• _QUOTED PASSAGE_:
Response to Federal Reserve meeting

Press
18 March 2021

Dr. Hans-Christoph Hirt, Head of EOS at Federated Hermes said:

Going into today’s meeting the Fed faced a communication challenge: it had to acknowledge recent positive news implying upside risks to the economic outlook, while also preventing an excessive market reaction leading to an unjustified tightening of financial conditions.

In the event, the Fed managed to balance the two needs. It upgraded its short-term growth forecasts aggressively, reflecting the impact from the latest $1.9tn fiscal injection, positive vaccine rollout and upside surprises in data. However, it also restated its determination to keep monetary conditions very accommodative in the foreseeable future. In particular, the highly anticipated dot plot showed that a majority – albeit slim – of FOMC members still expected the policy rate to be unchanged at its current record-low level throughout the end of 2023.

• _PROVIDED RECORDS_:
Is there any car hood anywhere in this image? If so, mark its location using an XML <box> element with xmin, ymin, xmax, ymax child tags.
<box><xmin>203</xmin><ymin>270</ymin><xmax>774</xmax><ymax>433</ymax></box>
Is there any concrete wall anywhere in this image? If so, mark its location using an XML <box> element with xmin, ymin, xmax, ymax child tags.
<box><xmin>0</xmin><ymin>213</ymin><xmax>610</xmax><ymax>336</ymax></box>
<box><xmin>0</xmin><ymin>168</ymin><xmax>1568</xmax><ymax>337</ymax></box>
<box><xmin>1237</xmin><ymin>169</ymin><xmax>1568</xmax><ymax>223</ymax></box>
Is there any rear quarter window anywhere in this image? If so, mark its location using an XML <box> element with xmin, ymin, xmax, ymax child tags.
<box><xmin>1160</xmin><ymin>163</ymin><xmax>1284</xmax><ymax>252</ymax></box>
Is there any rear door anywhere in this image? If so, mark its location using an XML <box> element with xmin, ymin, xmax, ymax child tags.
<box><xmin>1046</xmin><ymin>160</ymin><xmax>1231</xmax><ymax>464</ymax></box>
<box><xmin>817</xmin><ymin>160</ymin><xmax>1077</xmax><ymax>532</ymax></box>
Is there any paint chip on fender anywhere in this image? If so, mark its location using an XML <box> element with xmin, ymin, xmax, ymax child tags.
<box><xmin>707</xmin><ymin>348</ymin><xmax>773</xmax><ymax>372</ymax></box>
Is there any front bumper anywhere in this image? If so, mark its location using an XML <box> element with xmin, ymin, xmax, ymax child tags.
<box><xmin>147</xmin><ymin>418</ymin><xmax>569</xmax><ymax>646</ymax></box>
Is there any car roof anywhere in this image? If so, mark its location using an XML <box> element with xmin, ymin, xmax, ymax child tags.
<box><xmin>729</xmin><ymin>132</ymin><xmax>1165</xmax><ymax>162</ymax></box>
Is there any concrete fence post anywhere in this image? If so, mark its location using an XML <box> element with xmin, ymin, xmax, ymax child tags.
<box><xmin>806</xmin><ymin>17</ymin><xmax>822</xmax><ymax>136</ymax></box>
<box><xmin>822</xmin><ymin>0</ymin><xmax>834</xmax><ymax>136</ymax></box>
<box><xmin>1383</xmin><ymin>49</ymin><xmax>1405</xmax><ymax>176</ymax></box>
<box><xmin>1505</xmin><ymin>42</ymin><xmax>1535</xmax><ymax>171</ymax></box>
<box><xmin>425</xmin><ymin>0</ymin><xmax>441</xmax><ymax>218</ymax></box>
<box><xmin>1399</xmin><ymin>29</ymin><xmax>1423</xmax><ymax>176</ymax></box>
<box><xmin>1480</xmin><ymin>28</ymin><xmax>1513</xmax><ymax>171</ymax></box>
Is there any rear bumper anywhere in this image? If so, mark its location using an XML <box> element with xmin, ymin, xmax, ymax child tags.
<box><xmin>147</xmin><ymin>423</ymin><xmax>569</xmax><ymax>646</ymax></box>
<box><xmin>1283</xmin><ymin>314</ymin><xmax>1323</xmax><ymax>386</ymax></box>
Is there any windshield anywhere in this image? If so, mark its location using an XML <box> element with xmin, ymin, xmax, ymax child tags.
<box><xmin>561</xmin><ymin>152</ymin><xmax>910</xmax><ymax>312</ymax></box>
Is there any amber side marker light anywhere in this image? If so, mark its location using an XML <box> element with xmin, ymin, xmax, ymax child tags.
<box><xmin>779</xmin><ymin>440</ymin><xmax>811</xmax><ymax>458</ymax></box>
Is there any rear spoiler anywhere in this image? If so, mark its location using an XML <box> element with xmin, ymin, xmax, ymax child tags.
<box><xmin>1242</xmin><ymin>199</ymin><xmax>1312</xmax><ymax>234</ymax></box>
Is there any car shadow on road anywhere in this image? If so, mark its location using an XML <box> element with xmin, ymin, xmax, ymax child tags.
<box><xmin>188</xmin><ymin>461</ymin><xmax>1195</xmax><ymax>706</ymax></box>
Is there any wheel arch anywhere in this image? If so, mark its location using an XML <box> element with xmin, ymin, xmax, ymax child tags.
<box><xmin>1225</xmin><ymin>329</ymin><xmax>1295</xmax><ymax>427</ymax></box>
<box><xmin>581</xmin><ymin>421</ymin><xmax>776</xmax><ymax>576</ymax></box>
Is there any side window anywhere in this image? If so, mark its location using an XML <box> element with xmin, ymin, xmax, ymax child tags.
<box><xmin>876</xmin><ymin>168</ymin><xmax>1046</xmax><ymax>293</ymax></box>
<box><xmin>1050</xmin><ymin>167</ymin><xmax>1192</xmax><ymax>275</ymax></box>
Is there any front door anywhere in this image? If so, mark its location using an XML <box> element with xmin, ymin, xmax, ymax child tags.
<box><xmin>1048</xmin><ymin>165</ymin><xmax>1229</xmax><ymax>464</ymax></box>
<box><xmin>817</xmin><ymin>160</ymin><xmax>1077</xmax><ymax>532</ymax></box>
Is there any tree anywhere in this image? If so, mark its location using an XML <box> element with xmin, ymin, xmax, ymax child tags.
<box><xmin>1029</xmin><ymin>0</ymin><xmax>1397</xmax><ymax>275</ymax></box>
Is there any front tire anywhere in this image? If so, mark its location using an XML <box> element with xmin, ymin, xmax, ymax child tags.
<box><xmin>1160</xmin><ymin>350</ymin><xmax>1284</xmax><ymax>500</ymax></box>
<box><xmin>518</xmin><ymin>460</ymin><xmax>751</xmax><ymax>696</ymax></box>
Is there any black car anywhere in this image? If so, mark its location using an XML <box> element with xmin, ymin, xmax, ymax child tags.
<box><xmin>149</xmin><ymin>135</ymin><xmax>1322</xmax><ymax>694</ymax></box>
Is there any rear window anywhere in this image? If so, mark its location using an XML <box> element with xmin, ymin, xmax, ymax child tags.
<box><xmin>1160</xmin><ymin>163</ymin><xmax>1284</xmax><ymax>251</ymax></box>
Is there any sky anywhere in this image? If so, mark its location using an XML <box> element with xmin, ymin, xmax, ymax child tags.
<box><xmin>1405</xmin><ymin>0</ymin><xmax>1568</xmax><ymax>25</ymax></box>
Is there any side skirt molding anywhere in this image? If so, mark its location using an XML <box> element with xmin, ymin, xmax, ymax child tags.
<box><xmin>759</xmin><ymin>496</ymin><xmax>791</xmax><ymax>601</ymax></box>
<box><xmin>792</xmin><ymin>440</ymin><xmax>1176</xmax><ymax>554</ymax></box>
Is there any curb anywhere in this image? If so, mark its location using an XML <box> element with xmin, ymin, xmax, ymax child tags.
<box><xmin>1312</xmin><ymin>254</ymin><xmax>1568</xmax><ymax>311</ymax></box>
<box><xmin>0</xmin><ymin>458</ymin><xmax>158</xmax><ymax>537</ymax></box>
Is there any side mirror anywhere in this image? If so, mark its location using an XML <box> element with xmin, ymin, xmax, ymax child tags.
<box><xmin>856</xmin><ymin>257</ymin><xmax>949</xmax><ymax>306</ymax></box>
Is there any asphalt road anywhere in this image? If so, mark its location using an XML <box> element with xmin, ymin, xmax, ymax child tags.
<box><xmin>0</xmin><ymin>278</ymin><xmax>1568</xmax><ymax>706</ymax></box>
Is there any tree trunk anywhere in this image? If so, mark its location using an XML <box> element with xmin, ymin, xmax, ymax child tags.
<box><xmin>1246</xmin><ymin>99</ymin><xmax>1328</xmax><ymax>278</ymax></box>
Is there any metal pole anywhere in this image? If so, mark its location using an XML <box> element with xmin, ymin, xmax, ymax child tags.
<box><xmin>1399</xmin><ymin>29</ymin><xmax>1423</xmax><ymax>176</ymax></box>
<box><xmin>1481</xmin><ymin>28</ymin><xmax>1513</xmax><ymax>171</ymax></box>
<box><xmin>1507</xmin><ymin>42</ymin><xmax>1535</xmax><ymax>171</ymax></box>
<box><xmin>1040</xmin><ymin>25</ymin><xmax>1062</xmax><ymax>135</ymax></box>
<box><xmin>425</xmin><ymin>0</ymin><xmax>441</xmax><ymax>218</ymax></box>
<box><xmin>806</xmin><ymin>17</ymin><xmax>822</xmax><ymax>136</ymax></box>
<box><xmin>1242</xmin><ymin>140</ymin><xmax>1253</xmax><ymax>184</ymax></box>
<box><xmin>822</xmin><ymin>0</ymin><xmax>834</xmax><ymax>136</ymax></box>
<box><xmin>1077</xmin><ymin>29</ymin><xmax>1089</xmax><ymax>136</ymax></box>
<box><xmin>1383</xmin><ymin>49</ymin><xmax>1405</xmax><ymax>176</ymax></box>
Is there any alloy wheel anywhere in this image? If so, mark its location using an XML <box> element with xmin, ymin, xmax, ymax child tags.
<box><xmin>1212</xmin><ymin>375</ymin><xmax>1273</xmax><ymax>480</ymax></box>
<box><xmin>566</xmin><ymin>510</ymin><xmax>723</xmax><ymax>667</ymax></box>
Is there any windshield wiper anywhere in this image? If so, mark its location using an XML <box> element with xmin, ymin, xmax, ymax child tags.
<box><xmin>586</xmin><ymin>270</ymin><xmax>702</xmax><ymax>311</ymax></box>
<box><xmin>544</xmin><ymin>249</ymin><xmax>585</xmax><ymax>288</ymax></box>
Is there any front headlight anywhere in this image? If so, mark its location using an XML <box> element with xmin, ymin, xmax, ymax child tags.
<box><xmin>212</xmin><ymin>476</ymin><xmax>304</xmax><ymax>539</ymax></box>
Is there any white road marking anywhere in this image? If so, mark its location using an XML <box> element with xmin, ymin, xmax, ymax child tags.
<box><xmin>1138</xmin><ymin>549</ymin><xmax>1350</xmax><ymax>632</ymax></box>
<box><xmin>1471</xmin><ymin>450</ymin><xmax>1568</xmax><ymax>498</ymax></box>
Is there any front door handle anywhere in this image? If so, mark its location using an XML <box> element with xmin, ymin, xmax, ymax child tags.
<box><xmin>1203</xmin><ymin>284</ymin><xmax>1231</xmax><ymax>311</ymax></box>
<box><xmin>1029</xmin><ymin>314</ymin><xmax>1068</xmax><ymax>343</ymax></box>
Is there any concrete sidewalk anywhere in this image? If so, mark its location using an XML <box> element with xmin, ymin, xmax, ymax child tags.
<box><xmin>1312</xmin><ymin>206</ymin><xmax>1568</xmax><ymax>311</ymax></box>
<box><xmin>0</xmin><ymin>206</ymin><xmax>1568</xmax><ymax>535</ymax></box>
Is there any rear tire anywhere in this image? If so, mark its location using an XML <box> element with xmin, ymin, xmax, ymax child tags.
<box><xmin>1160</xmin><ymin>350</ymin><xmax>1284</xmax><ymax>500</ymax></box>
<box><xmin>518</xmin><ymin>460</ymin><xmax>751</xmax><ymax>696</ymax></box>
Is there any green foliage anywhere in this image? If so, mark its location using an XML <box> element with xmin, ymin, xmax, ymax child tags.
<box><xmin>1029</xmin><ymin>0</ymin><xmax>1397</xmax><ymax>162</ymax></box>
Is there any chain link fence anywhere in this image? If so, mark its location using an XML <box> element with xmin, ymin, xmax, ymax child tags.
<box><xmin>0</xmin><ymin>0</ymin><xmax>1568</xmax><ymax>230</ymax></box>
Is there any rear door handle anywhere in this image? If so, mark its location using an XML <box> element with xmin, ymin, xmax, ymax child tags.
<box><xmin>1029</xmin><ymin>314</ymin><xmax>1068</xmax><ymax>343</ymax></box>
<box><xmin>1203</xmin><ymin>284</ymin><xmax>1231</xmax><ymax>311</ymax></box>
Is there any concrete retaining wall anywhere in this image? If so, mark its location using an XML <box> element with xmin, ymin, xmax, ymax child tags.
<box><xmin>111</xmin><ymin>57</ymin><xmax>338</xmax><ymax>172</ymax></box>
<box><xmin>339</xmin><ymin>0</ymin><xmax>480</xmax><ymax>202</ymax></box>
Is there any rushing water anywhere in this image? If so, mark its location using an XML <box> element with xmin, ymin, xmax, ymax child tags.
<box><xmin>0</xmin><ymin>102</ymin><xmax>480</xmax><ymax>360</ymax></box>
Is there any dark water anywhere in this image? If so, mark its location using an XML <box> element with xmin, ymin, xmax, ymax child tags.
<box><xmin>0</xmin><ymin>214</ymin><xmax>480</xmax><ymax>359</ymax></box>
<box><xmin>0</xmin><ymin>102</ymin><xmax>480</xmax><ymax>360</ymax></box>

• _ACTIVITY 1_:
According to the statement on the Federal Reserve meeting, what did a slim majority of FOMC members expect for the policy rate through the end of 2023?
• _ACTIVITY 2_:
Write the next part of the statement on the Federal Reserve meeting, continuing after its last sentence.

• _TASK ANSWER 1_:
They expected it to stay unchanged at its current record-low level.

• _TASK ANSWER 2_:
The guidance on asset purchases was also unchanged, suggesting that tapering is probably a story for next year.

Going forward, the Fed will face intensifying and opposite tensions. On the one hand, the recovery will continue to need the support from easy policies  as the labour market gradually heals and inflation goes sustainably back to target. On the other hand, there is a creeping concern that the massive fiscal stimulus provided so far will lead to an overheating economy and runaway inflation. The former force will prevail for now, also supported by risk management considerations – at this stage doing too little is deemed riskier than doing too much.

Should runaway inflation emerge down the line, the Fed believes it has plenty of tools to successfully curb it. That is, if it manages to maintain its independence in that scenario.